The study included 120 children, 2 to 6 years old. The children were predominantly white, living in a rural or semirural area, and 87 percent of the children had parents with college degrees or higher. Each child was asked individually to play a game of shopping and choose products at the “store,” buy them at the check-out counter, and bring them home. Props for the play scenario included a Barbie store stocked with 73 different miniature products. Adult dolls were used to choose the products, which included fruits and vegetables, meats and dairy, breads, desserts, snacks, candy, toiletries, beer, wine, and cigarettes. Alcohol and cigarette products accounted for 11 percent of items stocked in the store. The children were also asked to identify the products to verify their awareness of their choices. Parents completed a questionnaire concerning their alcohol and tobacco use, and the children’s exposure to movies.
Children’s choices reflected items expected as their preferences (66 percent purchased cake). They also bought items that adults would typically buy (77 percent purchased at least one fruit or vegetable, and 38 percent purchased chicken). In addition, 62 percent of the children bought alcohol, and 28 percent of the children bought cigarettes.
Analysis of the data revealed that children whose parents smoked or drank alcohol were much more likely to purchase these items. Children whose parents smoked were 4 times as likely to buy cigarettes compared to children whose parents did not smoke. Similarly, children whose parents drank alcohol at least monthly were 3 times as likely to buy beer or wine compared to those with parents who drank less than once a month. The researchers also noted that children were 5 times more likely to purchase alcohol if they watched PG-13 or R rated movies compared to children who watched only G-rated movies infrequently.
The children revealed their awareness of their choices with telling comments as well.
A 6-year-old boy offered Barbie the cigarettes saying: “Honey, have some smokes. Do you like smokes? I like smokes.”
After returning from the store with beer, a 4-year-old girl said, “The girls are going to go back to the store [to shop] while the boys stay here and drink [beer].”
After “eating,” a 6-year-old girl said to her “friend” (the other doll), “Let’s smoke these now. Here, which ones do you want?” She took Marlboros for herself and offered the Camels to the doll. “Let’s go outside and smoke these.” The researcher asked why they had to go outside, and the child replied, “Because it’s bad for your lungs or something.”
The authors conclude that “preschoolers have already begun to develop behavioral expectations regarding the use of cigarettes and alcohol…. The data provide compelling evidence that the process of “initiation,” which typically involves shifts in attitudes and expectations about the behavior, begins as young as 3 years of age.” Although parents often believe that children at this young age do not think about tobacco or alcohol, prevention of these behaviors should probably begin with 2 or 3 year-olds. And parents need to evaluate their own behavior as role models to create healthy habits in their very impressionable children.

**DATA**.
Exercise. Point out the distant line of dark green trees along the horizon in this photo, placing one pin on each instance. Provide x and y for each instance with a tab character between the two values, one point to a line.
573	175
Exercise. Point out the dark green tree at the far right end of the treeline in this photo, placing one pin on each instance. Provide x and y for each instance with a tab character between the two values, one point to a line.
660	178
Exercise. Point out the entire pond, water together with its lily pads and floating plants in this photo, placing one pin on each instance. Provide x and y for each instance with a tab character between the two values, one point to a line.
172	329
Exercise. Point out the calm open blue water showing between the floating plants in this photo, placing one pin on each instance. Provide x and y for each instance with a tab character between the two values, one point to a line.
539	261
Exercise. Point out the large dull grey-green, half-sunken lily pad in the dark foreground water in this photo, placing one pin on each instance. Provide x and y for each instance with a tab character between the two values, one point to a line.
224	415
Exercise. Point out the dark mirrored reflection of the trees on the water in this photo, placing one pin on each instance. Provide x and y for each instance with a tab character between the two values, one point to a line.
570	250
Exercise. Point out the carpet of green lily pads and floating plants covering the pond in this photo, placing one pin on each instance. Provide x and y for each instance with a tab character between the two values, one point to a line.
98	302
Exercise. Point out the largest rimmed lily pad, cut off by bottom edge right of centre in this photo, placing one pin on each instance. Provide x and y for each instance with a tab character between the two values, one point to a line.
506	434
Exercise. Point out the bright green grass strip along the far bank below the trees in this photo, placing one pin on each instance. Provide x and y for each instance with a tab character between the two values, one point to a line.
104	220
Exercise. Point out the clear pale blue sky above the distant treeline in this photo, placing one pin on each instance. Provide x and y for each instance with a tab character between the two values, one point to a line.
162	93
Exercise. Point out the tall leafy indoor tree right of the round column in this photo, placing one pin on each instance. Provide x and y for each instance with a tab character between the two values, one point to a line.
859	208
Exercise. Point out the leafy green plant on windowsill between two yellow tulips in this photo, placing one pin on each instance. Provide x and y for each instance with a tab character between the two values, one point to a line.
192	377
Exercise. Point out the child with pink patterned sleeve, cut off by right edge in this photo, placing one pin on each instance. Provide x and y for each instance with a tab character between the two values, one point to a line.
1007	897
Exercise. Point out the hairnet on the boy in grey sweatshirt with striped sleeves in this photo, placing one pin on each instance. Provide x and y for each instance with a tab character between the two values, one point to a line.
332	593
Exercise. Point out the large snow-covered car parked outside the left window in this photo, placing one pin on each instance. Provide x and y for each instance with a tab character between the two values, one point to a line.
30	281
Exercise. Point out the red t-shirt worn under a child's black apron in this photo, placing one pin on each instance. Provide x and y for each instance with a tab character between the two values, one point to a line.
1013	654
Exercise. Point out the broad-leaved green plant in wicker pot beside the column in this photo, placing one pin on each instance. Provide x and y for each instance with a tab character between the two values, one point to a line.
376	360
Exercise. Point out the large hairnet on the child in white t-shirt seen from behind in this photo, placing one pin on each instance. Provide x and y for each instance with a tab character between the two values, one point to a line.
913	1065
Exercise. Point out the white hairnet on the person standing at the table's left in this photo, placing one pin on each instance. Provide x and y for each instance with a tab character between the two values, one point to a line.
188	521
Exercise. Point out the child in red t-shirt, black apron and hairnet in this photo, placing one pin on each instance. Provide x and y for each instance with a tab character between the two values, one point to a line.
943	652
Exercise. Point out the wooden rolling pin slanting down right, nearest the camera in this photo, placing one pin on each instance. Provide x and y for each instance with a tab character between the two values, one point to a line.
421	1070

**WORK TO COMPLETE**. Print everything in the text about the children's pretend shopping study from "The authors conclude" down to "very impressionable children.", word for word.

**TASK RESULT**.
The authors conclude that “preschoolers have already begun to develop behavioral expectations regarding the use of cigarettes and alcohol…. The data provide compelling evidence that the process of “initiation,” which typically involves shifts in attitudes and expectations about the behavior, begins as young as 3 years of age.” Although parents often believe that children at this young age do not think about tobacco or alcohol, prevention of these behaviors should probably begin with 2 or 3 year-olds. And parents need to evaluate their own behavior as role models to create healthy habits in their very impressionable children.